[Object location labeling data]
--*--
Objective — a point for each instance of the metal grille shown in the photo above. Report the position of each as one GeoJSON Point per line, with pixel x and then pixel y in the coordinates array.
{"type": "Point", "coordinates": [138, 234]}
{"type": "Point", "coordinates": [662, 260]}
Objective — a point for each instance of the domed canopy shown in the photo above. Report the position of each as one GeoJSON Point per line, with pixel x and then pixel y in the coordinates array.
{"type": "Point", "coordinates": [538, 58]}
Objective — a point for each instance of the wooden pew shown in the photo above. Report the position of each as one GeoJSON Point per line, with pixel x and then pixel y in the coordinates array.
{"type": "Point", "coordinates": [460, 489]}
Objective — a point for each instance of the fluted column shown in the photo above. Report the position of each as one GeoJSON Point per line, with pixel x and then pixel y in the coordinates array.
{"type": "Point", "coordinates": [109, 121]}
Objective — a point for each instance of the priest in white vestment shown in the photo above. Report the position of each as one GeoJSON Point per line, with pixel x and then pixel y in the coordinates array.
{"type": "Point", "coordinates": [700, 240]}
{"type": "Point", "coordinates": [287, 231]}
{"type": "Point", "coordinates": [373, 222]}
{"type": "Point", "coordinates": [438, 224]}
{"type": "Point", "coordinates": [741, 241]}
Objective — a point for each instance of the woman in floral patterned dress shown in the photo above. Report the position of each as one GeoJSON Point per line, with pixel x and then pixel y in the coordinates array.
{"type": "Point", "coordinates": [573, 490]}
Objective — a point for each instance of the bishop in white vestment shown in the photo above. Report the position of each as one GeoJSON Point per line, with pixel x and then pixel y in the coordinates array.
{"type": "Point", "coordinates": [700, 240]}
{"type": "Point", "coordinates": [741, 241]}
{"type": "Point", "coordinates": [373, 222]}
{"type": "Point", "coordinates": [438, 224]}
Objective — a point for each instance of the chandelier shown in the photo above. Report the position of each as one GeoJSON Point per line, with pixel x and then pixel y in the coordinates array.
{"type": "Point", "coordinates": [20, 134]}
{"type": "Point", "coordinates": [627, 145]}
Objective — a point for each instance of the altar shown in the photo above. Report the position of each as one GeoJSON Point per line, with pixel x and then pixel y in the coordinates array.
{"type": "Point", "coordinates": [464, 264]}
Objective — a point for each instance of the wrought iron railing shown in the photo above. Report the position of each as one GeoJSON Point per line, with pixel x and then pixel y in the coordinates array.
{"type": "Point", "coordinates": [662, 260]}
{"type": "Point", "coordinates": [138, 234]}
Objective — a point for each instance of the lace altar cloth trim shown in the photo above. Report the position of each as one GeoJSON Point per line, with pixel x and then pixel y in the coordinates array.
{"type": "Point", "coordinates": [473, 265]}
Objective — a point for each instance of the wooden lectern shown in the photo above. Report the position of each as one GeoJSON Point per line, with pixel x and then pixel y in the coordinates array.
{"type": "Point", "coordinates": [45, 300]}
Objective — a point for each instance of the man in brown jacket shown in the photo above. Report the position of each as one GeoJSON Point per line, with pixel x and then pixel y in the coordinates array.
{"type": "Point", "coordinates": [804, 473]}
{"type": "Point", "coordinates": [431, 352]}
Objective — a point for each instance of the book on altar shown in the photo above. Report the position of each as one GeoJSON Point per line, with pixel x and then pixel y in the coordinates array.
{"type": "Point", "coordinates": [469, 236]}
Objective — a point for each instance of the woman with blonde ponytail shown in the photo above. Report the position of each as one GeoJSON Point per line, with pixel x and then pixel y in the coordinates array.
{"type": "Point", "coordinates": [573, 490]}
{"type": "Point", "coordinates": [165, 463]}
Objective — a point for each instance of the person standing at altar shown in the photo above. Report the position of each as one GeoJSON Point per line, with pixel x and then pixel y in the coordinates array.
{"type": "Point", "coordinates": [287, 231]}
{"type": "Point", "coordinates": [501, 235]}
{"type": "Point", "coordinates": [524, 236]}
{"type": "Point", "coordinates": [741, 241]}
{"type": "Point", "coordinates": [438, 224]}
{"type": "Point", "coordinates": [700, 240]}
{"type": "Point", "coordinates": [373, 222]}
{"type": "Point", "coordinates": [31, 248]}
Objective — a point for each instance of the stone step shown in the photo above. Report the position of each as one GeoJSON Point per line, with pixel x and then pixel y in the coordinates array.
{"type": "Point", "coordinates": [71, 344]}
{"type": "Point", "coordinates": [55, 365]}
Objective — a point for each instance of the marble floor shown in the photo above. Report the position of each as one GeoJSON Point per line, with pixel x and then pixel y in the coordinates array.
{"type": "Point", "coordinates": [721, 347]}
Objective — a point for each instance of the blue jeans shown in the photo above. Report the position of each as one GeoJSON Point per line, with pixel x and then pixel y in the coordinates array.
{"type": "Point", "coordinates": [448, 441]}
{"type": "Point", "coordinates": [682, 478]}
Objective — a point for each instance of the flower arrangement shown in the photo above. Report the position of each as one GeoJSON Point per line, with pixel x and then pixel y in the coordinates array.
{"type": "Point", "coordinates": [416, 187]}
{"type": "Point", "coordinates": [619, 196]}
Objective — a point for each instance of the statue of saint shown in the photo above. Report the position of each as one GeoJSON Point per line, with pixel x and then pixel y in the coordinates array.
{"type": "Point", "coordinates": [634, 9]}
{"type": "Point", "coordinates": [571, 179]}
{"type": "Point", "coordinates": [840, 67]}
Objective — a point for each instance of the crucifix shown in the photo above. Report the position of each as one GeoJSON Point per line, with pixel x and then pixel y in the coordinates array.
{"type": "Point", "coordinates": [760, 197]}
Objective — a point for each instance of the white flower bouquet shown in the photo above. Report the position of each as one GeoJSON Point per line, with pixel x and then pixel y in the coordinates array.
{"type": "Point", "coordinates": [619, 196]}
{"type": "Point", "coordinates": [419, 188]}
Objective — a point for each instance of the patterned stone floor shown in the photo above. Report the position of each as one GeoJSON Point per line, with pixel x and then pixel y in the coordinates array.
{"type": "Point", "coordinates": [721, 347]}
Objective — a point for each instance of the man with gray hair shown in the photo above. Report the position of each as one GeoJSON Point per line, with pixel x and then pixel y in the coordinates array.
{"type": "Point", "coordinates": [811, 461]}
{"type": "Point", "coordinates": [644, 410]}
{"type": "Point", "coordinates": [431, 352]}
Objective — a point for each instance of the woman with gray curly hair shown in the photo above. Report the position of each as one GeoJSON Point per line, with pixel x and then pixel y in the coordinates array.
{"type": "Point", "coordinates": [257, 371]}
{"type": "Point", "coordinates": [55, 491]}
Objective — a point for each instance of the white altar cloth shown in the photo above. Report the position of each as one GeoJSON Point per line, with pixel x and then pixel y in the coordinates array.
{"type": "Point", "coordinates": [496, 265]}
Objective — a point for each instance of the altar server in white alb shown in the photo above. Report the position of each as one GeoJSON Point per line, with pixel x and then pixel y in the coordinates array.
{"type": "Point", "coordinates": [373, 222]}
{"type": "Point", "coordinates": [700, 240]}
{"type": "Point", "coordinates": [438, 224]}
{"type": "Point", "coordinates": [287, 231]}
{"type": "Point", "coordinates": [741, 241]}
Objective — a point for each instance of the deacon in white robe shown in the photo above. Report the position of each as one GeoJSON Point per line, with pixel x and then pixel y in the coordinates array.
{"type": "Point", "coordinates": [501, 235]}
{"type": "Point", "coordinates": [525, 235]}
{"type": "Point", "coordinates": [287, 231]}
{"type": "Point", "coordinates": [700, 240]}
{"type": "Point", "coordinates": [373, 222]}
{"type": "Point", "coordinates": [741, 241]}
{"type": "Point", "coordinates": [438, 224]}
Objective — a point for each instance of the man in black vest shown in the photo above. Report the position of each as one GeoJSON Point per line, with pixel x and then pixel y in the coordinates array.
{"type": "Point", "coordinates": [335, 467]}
--*--
Aim of the exercise
Copy out every entry above word for word, changing nothing.

Result below
Objective — a point for each instance of the metal grille shown in the photo above. Report the position of each as one GeoJSON Point per line, with pixel x and then pixel y in the coordinates array.
{"type": "Point", "coordinates": [138, 234]}
{"type": "Point", "coordinates": [662, 260]}
Objective — a point for each instance of the domed canopy shown in the photo above. Report the position of each as one GeoJSON Point per line, with pixel x and then pixel y in the coordinates array.
{"type": "Point", "coordinates": [538, 58]}
Objective — a point for each instance of the wooden pew shown in the photo above. Report the position of each as one GeoJSON Point per line, with pixel x and then pixel y in the coordinates array.
{"type": "Point", "coordinates": [460, 489]}
Objective — a point for each instance of the fluted column shown in the photo above. Report the position of each as one GeoJSON Point per line, with pixel x and then pixel y in the coordinates array.
{"type": "Point", "coordinates": [109, 121]}
Objective — a point for each instance of the priest in white vestment shown in the photo above. Report the position of each as one GeoJSON Point per line, with pixel x and then pixel y in the coordinates array.
{"type": "Point", "coordinates": [700, 240]}
{"type": "Point", "coordinates": [287, 231]}
{"type": "Point", "coordinates": [373, 222]}
{"type": "Point", "coordinates": [438, 224]}
{"type": "Point", "coordinates": [741, 241]}
Objective — a point for each instance of the woman in floral patterned dress shown in the photo above. Report the position of each as one GeoJSON Point per line, with pixel x and then pixel y in the coordinates array.
{"type": "Point", "coordinates": [573, 490]}
Objective — a point for each instance of the bishop in white vestment shown in the photo above. Report the position of each as one GeoJSON Point per line, with pixel x and then pixel y in the coordinates array.
{"type": "Point", "coordinates": [700, 240]}
{"type": "Point", "coordinates": [741, 241]}
{"type": "Point", "coordinates": [373, 222]}
{"type": "Point", "coordinates": [438, 224]}
Objective — a point for each instance of the chandelier shown in the photo above. Report the position of each as one GeoJSON Point per line, with pixel x and then pixel y in the coordinates array.
{"type": "Point", "coordinates": [20, 134]}
{"type": "Point", "coordinates": [627, 145]}
Objective — a point for each instance of the altar shown in the photo above. Report the position of each as one GeoJSON Point per line, with pixel x and then pixel y in the coordinates array.
{"type": "Point", "coordinates": [464, 264]}
Objective — a point for each instance of the wrought iron railing shown in the photo above. Report the position of each as one GeoJSON Point per line, with pixel x and then pixel y in the coordinates array.
{"type": "Point", "coordinates": [662, 260]}
{"type": "Point", "coordinates": [138, 234]}
Objective — a point for each instance of the lace altar cloth trim shown in the photo above. Report the position of each as one GeoJSON Point per line, with pixel x and then pixel y in the coordinates array.
{"type": "Point", "coordinates": [473, 265]}
Objective — a point for each instance of the wooden lectern shown in the photo above. Report the position of each as one GeoJSON Point per line, with pixel x and then pixel y in the coordinates array.
{"type": "Point", "coordinates": [45, 300]}
Objective — a point for each instance of the man in brown jacket shown in the photo above. Report the position of each as one GeoJSON Point per line, with pixel x and then pixel y in the coordinates array.
{"type": "Point", "coordinates": [804, 473]}
{"type": "Point", "coordinates": [431, 352]}
Objective — a point for each instance of the book on altar shown in the photo above. Report the position of each as one GeoJSON Point per line, with pixel x and then pixel y in the coordinates array.
{"type": "Point", "coordinates": [469, 236]}
Objective — a point for each instance of the woman with blonde ponytail shown in the photo above. Report the position of each as one GeoJSON Point per line, with pixel x and then pixel y in the coordinates array.
{"type": "Point", "coordinates": [573, 490]}
{"type": "Point", "coordinates": [165, 463]}
Objective — a point for each instance of the person standing at altar shown in the photo above. Report the position of each as one GeoJSON Point per line, with pixel x and then pixel y in the coordinates array.
{"type": "Point", "coordinates": [287, 231]}
{"type": "Point", "coordinates": [501, 235]}
{"type": "Point", "coordinates": [524, 236]}
{"type": "Point", "coordinates": [741, 241]}
{"type": "Point", "coordinates": [438, 224]}
{"type": "Point", "coordinates": [700, 240]}
{"type": "Point", "coordinates": [373, 222]}
{"type": "Point", "coordinates": [31, 248]}
Objective — a point for each instance of the stone step shown in the photo above. Report the position of each as one GeoJSON Point per line, with pixel x and then pixel y in the coordinates array.
{"type": "Point", "coordinates": [71, 344]}
{"type": "Point", "coordinates": [55, 365]}
Objective — a point for each instance of the marble floor shown in the photo above. Report the position of each as one GeoJSON Point per line, with pixel x and then pixel y in the coordinates array.
{"type": "Point", "coordinates": [721, 347]}
Objective — a point for each instance of the blue jeans shown in the photo above. Report the position of each as one GeoJSON Point per line, with pixel x and then pixel y in the coordinates array.
{"type": "Point", "coordinates": [448, 441]}
{"type": "Point", "coordinates": [682, 478]}
Objective — a point for each instance of the flower arrangement shown in the photo above. Report the position of each as one GeoJSON Point per line, with pixel x and then pixel y in the coordinates array.
{"type": "Point", "coordinates": [416, 187]}
{"type": "Point", "coordinates": [619, 196]}
Objective — a point for each instance of the statue of saint shown in the photo above. Report the position of each as one GeoJSON Point per line, with pixel x and then pixel y in the coordinates array.
{"type": "Point", "coordinates": [634, 9]}
{"type": "Point", "coordinates": [571, 179]}
{"type": "Point", "coordinates": [840, 67]}
Objective — a point for each instance of the crucifix shown in the photo above. Report the position of each as one GeoJSON Point per line, with pixel x and then pixel y in the coordinates array.
{"type": "Point", "coordinates": [760, 197]}
Objective — a point for each instance of the white flower bouquet shown in the photo above. Report the position of each as one GeoJSON Point per line, with pixel x and then pixel y in the coordinates array.
{"type": "Point", "coordinates": [619, 196]}
{"type": "Point", "coordinates": [419, 188]}
Objective — a point for each instance of the patterned stone floor shown in the photo above. Report the position of each as one GeoJSON Point per line, with pixel x and then pixel y in the coordinates array.
{"type": "Point", "coordinates": [721, 347]}
Objective — a point for each instance of the man with gray hair shown in the photo above. Report the position of each as one GeoJSON Point per line, with pixel x and then pixel y in the coordinates array.
{"type": "Point", "coordinates": [811, 461]}
{"type": "Point", "coordinates": [644, 410]}
{"type": "Point", "coordinates": [431, 352]}
Objective — a point for each instance of the woman with gray curly hair shown in the photo above. Report the position of each as one GeoJSON Point per line, with pixel x and then pixel y in the coordinates array.
{"type": "Point", "coordinates": [257, 371]}
{"type": "Point", "coordinates": [55, 491]}
Objective — a point for each instance of the white altar cloth shown in the photo above. Report the position of each as one GeoJSON Point per line, with pixel x and then pixel y in the coordinates array.
{"type": "Point", "coordinates": [496, 265]}
Objective — a point for each instance of the altar server in white alb shown in the photo above. Report the position of each as one GeoJSON Point per line, with pixel x and then pixel y in the coordinates array.
{"type": "Point", "coordinates": [373, 222]}
{"type": "Point", "coordinates": [700, 240]}
{"type": "Point", "coordinates": [438, 224]}
{"type": "Point", "coordinates": [287, 231]}
{"type": "Point", "coordinates": [741, 241]}
Objective — a point for each instance of the deacon in white robe shown in the photo above. Report the position of each as one GeoJSON Point per line, with pixel x and then pixel y in the coordinates array.
{"type": "Point", "coordinates": [501, 235]}
{"type": "Point", "coordinates": [525, 235]}
{"type": "Point", "coordinates": [287, 231]}
{"type": "Point", "coordinates": [700, 240]}
{"type": "Point", "coordinates": [373, 222]}
{"type": "Point", "coordinates": [741, 241]}
{"type": "Point", "coordinates": [438, 224]}
Objective — a point for each instance of the man in black vest shown in the photo above. Report the position of each as one GeoJSON Point per line, with pixel x and then pixel y in the coordinates array.
{"type": "Point", "coordinates": [335, 467]}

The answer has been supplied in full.